BEGIN ITEMS
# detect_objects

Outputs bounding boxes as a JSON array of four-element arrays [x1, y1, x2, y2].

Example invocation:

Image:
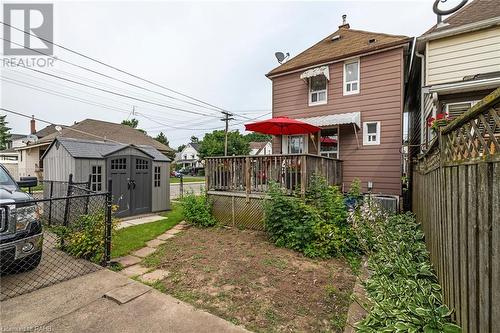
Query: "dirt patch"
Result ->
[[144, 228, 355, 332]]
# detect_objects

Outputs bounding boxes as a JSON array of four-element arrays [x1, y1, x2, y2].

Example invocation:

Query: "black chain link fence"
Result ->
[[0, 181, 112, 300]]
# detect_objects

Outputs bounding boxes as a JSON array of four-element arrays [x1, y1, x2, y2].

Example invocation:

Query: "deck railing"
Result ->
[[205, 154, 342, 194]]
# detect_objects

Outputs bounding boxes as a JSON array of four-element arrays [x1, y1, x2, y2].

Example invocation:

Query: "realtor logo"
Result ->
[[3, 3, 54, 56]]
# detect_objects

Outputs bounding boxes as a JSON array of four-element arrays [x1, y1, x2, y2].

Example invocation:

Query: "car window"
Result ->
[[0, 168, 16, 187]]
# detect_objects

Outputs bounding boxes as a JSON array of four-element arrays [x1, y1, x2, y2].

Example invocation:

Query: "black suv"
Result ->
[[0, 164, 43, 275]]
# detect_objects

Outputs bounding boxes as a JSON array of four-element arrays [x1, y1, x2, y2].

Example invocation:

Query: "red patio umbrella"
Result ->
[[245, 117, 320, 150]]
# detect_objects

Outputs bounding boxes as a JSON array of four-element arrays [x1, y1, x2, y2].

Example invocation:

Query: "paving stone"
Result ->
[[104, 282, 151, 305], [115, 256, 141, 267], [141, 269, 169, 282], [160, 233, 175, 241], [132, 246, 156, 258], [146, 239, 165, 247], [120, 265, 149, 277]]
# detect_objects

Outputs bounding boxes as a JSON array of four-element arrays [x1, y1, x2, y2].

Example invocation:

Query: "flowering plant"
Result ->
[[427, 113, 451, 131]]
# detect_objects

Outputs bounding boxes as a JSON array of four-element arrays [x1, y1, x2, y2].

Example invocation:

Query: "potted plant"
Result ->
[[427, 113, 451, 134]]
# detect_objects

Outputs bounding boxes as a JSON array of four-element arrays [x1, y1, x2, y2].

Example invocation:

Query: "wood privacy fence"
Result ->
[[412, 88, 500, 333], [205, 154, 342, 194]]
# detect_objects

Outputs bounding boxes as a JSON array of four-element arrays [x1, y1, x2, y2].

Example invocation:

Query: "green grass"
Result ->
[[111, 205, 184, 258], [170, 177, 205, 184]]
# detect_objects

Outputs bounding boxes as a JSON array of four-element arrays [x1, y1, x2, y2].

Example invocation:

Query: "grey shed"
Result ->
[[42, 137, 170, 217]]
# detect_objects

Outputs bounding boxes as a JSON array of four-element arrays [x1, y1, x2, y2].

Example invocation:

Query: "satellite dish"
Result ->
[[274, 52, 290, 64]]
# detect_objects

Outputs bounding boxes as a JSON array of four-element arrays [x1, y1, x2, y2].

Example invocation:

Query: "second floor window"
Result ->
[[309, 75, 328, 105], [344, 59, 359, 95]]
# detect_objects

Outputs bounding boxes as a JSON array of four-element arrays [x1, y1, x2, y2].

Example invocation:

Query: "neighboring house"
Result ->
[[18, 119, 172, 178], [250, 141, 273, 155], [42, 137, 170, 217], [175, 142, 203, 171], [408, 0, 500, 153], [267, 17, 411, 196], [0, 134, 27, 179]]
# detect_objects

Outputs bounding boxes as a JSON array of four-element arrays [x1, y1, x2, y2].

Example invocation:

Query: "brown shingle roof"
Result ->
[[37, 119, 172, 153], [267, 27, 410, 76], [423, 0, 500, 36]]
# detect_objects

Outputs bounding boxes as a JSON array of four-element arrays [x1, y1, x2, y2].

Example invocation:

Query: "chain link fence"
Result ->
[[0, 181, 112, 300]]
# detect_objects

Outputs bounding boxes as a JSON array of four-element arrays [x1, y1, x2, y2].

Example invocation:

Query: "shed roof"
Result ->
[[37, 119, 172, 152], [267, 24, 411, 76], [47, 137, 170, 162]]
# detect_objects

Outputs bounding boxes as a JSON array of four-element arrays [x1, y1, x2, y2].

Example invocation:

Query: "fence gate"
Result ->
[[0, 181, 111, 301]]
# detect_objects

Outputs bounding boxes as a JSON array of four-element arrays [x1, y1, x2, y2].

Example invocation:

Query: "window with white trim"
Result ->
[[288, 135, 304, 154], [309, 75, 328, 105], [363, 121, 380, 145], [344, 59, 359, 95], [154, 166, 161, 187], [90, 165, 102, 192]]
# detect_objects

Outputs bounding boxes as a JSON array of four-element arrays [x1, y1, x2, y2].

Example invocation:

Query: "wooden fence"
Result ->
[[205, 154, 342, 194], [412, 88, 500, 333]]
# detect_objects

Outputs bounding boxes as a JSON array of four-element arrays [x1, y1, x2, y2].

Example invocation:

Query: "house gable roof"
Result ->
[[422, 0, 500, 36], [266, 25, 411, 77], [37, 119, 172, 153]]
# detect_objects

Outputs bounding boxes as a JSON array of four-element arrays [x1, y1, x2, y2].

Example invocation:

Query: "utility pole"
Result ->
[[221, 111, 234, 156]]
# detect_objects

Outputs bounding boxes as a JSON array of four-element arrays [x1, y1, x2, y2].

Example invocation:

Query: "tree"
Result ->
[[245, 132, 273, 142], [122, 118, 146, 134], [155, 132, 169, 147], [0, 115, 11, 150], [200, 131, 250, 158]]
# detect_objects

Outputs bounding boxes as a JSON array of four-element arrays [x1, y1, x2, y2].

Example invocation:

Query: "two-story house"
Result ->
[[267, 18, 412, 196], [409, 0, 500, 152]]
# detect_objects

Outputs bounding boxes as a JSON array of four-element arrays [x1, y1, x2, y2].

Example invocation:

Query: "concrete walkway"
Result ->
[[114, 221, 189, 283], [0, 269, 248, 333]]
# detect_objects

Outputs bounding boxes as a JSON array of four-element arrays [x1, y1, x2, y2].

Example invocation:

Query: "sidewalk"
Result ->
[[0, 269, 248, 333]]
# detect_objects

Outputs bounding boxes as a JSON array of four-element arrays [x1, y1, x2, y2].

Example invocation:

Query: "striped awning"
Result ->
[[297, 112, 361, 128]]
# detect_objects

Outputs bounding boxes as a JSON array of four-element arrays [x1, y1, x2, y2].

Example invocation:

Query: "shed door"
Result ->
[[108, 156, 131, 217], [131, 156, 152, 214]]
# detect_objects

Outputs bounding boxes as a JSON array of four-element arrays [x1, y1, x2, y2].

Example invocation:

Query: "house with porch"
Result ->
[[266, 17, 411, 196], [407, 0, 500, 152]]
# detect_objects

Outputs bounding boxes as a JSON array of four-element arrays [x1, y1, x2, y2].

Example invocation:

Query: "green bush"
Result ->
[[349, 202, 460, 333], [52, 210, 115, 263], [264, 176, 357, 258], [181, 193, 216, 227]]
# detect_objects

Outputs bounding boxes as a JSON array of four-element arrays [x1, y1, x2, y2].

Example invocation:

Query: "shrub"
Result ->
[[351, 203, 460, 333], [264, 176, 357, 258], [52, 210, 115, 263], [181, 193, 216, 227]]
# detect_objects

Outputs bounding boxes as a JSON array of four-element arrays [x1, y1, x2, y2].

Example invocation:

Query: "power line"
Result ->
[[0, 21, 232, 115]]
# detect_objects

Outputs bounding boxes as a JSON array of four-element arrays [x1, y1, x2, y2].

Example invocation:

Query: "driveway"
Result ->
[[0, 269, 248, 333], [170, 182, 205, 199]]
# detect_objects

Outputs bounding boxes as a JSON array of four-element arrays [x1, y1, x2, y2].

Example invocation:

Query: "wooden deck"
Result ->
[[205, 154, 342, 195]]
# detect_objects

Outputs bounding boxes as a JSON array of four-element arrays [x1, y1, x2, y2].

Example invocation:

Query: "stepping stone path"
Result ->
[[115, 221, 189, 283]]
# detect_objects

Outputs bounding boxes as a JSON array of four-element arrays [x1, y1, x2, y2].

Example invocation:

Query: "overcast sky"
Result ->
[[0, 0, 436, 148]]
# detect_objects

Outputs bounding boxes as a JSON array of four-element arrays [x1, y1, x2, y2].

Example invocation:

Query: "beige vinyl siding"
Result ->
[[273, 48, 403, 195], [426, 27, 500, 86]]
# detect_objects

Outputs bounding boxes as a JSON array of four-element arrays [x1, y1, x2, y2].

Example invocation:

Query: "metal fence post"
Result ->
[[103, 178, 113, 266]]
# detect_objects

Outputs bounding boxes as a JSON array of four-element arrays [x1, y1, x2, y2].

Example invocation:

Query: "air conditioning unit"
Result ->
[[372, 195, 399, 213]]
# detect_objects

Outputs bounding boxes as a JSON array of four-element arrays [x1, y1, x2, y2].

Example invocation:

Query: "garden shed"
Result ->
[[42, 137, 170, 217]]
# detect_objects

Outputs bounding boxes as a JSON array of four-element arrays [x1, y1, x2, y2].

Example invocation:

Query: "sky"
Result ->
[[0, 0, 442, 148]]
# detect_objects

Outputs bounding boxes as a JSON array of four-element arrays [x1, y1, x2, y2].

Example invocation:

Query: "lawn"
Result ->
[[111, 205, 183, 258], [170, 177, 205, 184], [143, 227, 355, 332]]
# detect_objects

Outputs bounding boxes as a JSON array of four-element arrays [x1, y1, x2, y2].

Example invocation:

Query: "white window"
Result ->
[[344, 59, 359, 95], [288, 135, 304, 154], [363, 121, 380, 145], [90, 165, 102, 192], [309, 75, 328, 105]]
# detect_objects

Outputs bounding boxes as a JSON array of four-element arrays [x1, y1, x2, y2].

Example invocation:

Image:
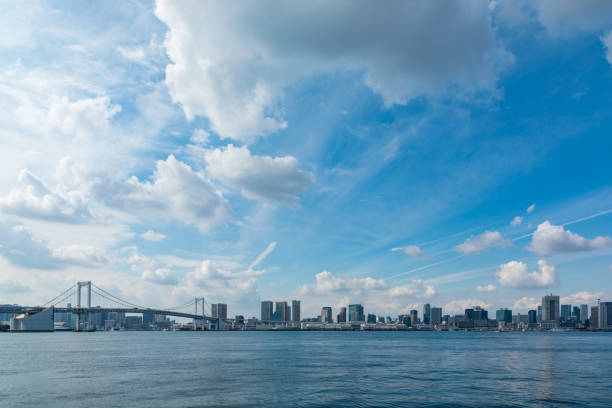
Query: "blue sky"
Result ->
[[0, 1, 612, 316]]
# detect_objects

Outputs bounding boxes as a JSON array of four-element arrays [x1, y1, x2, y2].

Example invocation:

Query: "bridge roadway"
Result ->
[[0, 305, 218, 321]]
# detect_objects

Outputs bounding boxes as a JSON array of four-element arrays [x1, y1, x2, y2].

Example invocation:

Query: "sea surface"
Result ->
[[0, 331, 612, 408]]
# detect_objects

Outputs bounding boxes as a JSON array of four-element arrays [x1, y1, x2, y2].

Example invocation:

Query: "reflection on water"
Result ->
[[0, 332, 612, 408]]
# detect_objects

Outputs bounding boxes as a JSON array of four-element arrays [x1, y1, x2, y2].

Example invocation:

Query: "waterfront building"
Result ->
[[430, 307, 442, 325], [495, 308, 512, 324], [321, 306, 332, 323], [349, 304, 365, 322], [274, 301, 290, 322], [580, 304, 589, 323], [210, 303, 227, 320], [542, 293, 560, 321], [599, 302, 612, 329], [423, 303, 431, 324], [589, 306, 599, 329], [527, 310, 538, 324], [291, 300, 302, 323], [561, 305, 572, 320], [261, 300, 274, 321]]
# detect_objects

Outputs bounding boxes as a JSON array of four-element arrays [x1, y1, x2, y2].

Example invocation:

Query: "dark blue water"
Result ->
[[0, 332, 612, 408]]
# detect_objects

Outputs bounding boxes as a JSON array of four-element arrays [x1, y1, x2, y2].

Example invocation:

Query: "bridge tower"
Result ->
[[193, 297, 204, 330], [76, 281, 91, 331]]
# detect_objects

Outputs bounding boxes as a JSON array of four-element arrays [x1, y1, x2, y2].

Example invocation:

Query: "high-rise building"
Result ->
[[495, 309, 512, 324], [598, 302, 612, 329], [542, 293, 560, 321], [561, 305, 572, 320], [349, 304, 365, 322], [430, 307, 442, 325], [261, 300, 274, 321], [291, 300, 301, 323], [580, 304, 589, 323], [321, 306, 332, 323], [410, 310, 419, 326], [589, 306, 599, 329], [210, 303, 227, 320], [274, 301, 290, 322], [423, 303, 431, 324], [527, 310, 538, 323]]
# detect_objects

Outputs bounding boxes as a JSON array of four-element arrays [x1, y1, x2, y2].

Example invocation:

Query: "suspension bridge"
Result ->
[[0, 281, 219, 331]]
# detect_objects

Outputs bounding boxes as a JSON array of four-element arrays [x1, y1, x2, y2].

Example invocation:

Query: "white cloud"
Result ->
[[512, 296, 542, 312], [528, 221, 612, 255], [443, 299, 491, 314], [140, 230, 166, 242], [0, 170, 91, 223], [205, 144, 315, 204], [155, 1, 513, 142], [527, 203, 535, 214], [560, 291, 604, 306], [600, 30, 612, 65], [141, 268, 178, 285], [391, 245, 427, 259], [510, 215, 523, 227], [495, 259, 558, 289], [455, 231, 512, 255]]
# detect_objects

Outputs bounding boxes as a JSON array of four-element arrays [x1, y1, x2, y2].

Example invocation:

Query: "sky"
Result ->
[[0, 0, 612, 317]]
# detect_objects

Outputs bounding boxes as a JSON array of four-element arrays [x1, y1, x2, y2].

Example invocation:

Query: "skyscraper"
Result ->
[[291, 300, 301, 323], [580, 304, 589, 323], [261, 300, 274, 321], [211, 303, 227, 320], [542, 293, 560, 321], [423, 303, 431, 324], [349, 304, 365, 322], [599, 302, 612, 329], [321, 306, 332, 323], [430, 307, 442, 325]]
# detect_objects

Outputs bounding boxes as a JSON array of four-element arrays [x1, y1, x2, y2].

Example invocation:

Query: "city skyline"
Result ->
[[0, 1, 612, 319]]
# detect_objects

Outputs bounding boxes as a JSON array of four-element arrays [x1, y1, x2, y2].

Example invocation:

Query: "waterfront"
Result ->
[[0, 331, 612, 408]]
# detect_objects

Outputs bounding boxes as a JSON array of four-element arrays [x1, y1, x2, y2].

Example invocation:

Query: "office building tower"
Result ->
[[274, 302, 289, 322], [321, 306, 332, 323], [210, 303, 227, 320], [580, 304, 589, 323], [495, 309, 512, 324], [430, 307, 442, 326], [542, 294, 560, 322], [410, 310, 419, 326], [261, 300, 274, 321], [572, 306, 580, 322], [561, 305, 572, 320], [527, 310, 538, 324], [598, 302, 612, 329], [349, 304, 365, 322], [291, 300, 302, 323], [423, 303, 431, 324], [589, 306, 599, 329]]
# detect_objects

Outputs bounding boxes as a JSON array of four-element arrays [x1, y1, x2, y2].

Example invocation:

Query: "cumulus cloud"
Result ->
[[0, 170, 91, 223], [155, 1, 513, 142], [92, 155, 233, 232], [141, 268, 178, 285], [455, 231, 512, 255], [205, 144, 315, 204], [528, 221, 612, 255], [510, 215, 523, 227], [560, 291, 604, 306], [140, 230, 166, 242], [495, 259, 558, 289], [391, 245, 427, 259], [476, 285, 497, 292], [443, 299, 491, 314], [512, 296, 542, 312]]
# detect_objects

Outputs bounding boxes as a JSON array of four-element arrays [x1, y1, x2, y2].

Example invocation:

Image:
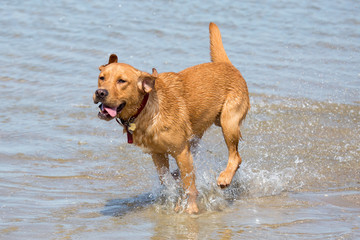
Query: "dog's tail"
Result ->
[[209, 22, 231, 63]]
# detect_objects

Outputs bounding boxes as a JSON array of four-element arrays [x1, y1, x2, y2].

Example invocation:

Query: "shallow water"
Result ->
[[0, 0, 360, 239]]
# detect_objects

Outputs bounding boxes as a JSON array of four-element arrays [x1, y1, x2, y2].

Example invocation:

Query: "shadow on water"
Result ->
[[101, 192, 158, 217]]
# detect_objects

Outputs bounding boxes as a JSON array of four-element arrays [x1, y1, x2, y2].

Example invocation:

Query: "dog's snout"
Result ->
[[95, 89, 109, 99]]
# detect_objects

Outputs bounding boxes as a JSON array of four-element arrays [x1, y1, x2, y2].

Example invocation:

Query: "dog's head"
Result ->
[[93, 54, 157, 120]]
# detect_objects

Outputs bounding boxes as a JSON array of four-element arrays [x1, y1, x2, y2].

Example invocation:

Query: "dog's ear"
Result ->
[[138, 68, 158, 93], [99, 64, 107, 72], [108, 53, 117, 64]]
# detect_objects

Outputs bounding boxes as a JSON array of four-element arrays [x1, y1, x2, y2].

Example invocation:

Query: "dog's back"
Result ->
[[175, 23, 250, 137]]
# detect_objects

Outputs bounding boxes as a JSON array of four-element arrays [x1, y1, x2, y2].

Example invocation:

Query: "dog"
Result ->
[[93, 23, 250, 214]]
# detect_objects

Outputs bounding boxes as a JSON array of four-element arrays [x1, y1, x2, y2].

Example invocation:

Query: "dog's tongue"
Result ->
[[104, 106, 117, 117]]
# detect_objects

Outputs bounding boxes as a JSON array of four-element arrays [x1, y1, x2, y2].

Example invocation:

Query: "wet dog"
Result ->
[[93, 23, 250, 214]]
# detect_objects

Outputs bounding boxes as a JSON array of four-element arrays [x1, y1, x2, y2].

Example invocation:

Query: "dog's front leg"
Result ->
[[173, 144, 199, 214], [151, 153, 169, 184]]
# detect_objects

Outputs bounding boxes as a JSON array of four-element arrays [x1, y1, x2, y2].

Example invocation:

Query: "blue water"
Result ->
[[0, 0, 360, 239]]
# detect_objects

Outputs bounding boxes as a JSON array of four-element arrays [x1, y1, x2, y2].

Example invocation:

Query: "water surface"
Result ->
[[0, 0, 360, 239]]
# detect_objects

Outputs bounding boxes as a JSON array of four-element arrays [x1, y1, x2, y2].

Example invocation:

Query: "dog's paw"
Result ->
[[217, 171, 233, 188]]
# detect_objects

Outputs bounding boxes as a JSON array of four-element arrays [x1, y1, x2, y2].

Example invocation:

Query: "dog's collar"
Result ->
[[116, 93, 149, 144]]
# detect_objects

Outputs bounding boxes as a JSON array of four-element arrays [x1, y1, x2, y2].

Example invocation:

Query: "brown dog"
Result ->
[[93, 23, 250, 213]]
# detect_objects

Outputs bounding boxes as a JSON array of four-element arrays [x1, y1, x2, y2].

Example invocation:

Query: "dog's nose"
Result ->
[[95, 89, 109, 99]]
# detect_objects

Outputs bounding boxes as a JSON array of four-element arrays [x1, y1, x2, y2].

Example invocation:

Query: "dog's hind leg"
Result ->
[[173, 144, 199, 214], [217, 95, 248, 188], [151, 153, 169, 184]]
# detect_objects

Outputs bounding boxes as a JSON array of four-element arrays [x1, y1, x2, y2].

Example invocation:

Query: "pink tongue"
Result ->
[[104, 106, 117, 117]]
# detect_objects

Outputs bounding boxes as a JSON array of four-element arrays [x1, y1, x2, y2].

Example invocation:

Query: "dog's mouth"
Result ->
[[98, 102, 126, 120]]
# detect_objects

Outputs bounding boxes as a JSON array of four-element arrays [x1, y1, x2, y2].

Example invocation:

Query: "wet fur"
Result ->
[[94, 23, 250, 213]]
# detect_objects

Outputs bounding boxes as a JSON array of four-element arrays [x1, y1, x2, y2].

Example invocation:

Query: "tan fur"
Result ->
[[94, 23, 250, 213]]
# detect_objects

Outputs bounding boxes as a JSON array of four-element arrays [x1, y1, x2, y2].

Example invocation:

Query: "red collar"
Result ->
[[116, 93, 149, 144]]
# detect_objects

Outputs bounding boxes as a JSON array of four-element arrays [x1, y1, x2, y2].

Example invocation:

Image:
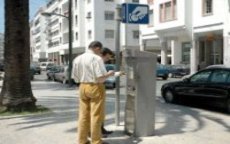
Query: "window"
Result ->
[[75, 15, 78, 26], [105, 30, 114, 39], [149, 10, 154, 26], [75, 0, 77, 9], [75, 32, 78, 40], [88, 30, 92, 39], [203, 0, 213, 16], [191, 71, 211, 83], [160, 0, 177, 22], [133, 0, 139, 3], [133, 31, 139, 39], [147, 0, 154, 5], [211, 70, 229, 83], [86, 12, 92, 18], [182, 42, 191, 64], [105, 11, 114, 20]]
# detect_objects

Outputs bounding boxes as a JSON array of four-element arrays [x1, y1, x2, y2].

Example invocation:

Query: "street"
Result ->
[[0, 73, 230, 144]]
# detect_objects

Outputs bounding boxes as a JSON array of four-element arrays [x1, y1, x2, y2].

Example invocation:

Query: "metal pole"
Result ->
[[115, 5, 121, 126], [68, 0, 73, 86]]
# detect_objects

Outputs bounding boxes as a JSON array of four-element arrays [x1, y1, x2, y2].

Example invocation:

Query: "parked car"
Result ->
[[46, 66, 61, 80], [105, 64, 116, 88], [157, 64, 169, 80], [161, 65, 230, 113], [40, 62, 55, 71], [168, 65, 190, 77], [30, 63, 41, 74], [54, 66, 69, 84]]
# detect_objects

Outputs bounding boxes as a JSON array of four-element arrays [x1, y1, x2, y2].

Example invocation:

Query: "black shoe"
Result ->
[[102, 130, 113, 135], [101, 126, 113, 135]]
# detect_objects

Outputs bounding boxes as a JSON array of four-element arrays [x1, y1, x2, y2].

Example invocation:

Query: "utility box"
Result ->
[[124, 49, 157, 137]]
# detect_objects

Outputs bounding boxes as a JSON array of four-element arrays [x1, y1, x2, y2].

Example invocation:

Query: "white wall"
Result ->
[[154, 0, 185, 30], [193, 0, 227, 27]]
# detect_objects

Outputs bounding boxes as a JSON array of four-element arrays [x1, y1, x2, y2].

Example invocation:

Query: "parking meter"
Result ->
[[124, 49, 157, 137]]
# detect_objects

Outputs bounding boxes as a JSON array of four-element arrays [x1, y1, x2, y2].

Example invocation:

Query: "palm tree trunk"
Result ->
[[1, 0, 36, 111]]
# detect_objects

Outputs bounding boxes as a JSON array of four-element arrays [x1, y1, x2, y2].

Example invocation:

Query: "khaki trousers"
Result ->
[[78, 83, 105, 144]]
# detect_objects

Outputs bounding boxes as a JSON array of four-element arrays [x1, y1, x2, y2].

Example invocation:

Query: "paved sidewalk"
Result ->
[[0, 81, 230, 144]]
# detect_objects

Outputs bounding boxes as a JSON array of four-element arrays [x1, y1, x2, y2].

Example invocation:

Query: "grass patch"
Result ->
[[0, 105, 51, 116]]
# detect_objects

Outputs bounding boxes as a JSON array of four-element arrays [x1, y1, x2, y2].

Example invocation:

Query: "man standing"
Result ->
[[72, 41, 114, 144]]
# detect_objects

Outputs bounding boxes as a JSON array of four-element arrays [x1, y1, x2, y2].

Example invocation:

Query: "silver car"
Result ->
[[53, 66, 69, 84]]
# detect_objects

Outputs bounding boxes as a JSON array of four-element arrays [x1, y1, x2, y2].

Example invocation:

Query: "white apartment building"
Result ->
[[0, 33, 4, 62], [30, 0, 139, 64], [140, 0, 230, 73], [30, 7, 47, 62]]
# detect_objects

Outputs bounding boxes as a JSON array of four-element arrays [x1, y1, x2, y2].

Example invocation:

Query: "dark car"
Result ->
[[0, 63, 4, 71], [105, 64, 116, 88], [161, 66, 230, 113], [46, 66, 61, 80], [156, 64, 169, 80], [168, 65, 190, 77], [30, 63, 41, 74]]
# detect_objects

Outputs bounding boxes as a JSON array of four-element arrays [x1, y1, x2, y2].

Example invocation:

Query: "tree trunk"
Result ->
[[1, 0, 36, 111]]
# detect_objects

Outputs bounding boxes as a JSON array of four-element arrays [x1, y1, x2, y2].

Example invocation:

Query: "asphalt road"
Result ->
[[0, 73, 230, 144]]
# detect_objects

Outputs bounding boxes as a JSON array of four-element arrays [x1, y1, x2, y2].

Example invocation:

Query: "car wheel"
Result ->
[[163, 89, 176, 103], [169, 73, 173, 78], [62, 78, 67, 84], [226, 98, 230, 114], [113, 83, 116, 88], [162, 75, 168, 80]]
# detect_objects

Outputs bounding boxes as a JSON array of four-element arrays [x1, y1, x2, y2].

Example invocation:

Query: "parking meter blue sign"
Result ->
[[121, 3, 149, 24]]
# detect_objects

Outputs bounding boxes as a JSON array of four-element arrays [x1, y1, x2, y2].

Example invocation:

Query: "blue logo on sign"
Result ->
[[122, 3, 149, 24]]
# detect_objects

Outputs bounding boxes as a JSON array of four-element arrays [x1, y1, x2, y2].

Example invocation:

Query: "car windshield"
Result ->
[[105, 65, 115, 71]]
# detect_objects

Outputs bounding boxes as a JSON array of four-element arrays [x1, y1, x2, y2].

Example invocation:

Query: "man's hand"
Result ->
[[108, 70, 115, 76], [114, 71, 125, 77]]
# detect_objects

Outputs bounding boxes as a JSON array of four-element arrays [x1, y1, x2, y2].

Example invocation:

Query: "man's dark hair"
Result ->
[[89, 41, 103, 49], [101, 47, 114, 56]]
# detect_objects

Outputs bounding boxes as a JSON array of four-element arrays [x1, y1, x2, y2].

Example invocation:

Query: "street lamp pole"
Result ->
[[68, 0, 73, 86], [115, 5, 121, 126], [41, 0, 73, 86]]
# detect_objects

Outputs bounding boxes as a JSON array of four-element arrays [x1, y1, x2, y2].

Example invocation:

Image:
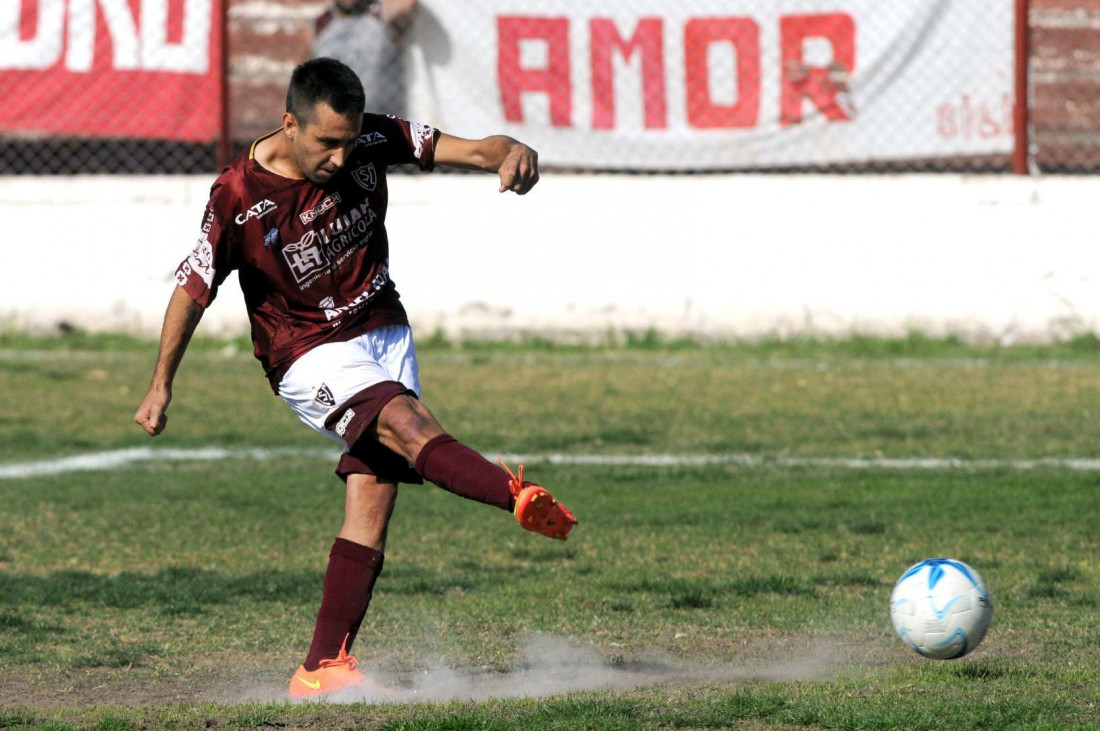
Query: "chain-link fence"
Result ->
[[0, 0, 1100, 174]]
END ITEMS
# SHORT TASK
Please pull out every line above that contains the string "shed". Case counts.

# COMPLETE OUTPUT
Query: "grey shed"
Query: "shed roof"
Query: "shed door"
Query: "garden shed"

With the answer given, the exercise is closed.